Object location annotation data
________________________________________
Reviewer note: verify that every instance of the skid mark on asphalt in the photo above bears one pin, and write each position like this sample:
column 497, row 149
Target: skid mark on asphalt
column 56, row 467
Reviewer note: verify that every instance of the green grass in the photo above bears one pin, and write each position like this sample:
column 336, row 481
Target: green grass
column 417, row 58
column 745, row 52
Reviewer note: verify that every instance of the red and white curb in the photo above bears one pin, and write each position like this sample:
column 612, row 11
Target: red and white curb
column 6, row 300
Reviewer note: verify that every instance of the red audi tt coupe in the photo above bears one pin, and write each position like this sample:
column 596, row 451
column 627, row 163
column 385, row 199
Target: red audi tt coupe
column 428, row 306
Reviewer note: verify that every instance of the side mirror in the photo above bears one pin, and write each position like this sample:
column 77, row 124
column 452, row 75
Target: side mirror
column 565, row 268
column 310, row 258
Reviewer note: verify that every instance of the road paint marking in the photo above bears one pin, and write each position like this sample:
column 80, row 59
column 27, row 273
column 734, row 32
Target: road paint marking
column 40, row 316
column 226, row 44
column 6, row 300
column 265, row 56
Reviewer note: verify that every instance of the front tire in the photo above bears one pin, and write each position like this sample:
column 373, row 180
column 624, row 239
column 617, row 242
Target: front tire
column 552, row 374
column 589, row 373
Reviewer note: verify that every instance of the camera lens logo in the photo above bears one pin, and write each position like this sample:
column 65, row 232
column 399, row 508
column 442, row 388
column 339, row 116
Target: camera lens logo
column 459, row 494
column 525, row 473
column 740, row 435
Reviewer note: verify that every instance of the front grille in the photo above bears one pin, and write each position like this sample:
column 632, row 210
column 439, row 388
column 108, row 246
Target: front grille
________________________________________
## Set exercise
Print the whole listing exactly as it is.

## Reply to the task
Reviewer note: verify that every instance of the skid mark on asphalt in the photo above bears one pin, and write each position like this sample:
column 497, row 149
Target: skid mark on asphalt
column 56, row 467
Reviewer note: verify that every instance of the green grass in the photo above bears one pin, and write each position like this sample:
column 336, row 481
Target: green grass
column 417, row 58
column 745, row 52
Reviewer note: verify that every instance of the red and white curb in the photo above bears one pin, and write each position like this sample:
column 612, row 11
Target: red and white curb
column 6, row 300
Reviewer note: verify that every instance of the red audi tt coupe in the photo above bears one pin, and write each position like this sample:
column 596, row 451
column 627, row 163
column 385, row 199
Target: red audi tt coupe
column 428, row 306
Reviewer note: verify that every instance of the side mirror in the photo above bears one pin, and write each position like this sample:
column 77, row 124
column 452, row 75
Target: side mirror
column 565, row 268
column 310, row 258
Reviewer note: verify that every instance of the road paint marking in the photo above bears one pin, and write each position like this sample:
column 80, row 59
column 27, row 273
column 734, row 32
Target: road paint marking
column 40, row 316
column 226, row 44
column 6, row 300
column 265, row 56
Reviewer note: verify that every instance of the front tire in the photo above bears one pin, and write each position like this sample:
column 373, row 180
column 624, row 239
column 617, row 242
Target: front tire
column 552, row 374
column 589, row 373
Reviewer note: verify that every instance of the camera lens logo in the photo above bears one pin, and write each position like this sample:
column 65, row 232
column 399, row 508
column 442, row 388
column 339, row 116
Target: camera lens logo
column 459, row 494
column 525, row 473
column 740, row 435
Reviewer note: verify that every instance of the front grille in the photo above bears one pin, and write each position like this sample:
column 632, row 210
column 439, row 388
column 108, row 246
Target: front grille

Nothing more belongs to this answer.